§ **THE RECORDS**
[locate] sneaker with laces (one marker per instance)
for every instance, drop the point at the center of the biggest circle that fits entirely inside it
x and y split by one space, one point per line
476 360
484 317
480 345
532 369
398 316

§ **INSTRUCTIONS TO FOLLOW**
Retype each of the items above word for word, without changing any line.

§ **WRITTEN RESPONSE**
[locate] sneaker with laces (one marker per instance)
for every instance, drop the point at the center of the biggest circle that fits entirely inside it
x and y split by one space, one point per line
476 360
484 317
480 345
532 369
398 316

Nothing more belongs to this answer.